S’il y a bien une catégorie de la population qui vit un désarroi profond, c’est bien la jeunesse, y compris la jeunesse dorée de la capitale et des grandes agglomérations, laquelle pourtant a accès à tous les biens et privilèges. Singulièrement, c’est le segment de cette jeunesse constituée des diplômés de l’enseignement supérieur (Bac+4, Bac+5 et même Bac+6) qui exprime la détresse la plus profonde, surtout celle issue des catégories modestes et des couches inférieures et intermédiaires des classes moyennes. Tous ces jeunes sont portés par la conviction qu’ils ne trouveront pas un emploi, à l’issue de  leur scolarité, et qu’ils ne pourront pas concevoir un projet de vie : se marier, avoir des enfants, acheter ou louer un logement, un véhicule, voyager, offrir à leur famille un minimum de loisirs, etc.

Le chômage des diplômés de l’enseignement supérieur se développe rapidement et massivement. Chaque année, 300.000 Algériens sortent diplômés de quelque 92 Universités et Centres universitaires du pays ; la majorité écrasante d’entre eux ont vocation à intégrer le marché de l’emploi. Toutefois, le nombre de recrutements en valeur relative diminue, en conséquence non seulement des sureffectifs qui plombent la fonction publique et les entreprises du secteur public économique (destination privilégiée de tous des demandeurs d’emplois) mais en raison de l’atonie de la croissance économique, que ce soit dans le secteur de l’industrie ou dans celui de services, alors que paradoxalement les opportunités d’expansion de ces deux secteurs sont considérables, par ricochet le nombre d’emplois qu’il est possible de pourvoir.  

Pas de relation de cause à effet entre le malaise estudiantin et l’Institution militaire

Ému et décontenancé par la désespérance qui envahit toutes celles et tous ceux qui sont appelées à construire l’Algérie de demain, j’ai décidé d’établir un échantillon de 1.850 élèves, issus des différents établissements universitaires dans lesquels j’enseigne. Il en ressort que 4,3 élèves sur 5 n’ont qu’une ambition : quitter l’Algérie après avoir acquis deux ou trois diplômes (Masters généralement) la maîtrise de deux langues étrangères et pourvus d’un minimum d’expérience professionnelle.

La nationalité du pays d’accueil est également recherchée, dans la mesure où elle permet d’augmenter les chances d’insertion professionnelle et sociale. Seuls 450 étudiants n’excluent pas un retour au bercail, mais à condition d’y trouver une qualité de vie comparable à celle des pays avancés, ce qui, à vue humaine, ressort de l’utopie.

━━━━━━

* [Consignes de l'exercice]
• 1. Traduisez en anglais cette phrase de l'extrait sur la jeunesse diplômée algérienne : « Le chômage des diplômés de l’enseignement supérieur se développe rapidement et massivement. »
• 2. Répondez brièvement à ces questions sur l'extrait consacré à la jeunesse diplômée algérienne.
(a) Combien d'Algériens sortent diplômés chaque année des universités et centres universitaires du pays ?
(b) De combien d'élèves se compose l'échantillon établi par l'auteur ?
(c) Combien d'étudiants n'excluent pas un retour au bercail ?

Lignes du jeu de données
━━━━━━

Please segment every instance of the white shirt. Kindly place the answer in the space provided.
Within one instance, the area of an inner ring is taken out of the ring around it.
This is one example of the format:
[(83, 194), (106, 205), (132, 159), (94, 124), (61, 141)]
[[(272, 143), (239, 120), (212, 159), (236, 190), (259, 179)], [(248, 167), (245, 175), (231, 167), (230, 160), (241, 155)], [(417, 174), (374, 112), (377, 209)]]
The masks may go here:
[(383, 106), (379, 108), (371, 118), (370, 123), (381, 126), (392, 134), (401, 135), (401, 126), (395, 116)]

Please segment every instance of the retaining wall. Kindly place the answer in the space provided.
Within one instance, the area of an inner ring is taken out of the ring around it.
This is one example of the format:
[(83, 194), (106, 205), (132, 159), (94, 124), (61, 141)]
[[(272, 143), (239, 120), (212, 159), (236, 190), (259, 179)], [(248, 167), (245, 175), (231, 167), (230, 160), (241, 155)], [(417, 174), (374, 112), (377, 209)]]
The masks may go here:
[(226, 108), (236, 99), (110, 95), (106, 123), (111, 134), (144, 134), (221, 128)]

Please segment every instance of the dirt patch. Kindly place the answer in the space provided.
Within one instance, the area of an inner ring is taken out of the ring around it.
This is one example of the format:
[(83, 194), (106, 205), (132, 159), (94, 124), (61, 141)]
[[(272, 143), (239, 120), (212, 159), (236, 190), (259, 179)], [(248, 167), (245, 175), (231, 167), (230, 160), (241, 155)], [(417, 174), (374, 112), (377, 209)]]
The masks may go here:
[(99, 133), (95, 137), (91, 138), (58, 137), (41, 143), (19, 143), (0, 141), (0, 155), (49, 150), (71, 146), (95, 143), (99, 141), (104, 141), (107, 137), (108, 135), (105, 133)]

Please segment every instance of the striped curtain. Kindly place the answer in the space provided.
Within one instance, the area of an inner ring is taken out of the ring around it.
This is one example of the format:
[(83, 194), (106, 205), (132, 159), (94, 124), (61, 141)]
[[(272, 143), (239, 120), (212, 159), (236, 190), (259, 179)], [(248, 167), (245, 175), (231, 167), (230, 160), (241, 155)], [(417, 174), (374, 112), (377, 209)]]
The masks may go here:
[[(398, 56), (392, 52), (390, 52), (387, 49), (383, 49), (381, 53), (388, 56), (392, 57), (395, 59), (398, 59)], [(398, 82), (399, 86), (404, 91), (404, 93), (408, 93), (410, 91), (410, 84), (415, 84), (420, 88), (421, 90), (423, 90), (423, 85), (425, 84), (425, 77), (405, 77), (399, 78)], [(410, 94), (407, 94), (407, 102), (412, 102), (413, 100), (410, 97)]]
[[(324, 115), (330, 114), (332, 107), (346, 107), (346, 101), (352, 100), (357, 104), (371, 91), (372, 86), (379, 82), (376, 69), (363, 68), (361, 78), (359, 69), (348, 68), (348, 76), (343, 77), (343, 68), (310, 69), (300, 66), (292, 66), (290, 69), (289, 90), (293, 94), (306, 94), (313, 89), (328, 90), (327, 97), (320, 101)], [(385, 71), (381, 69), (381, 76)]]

━━━━━━

* [Corrigé de l'exercice]
• 1. Unemployment among higher-education graduates is growing rapidly and on a massive scale.

• 2.
(a) 300.000 Algériens.
(b) 1.850 élèves.
(c) 450 étudiants.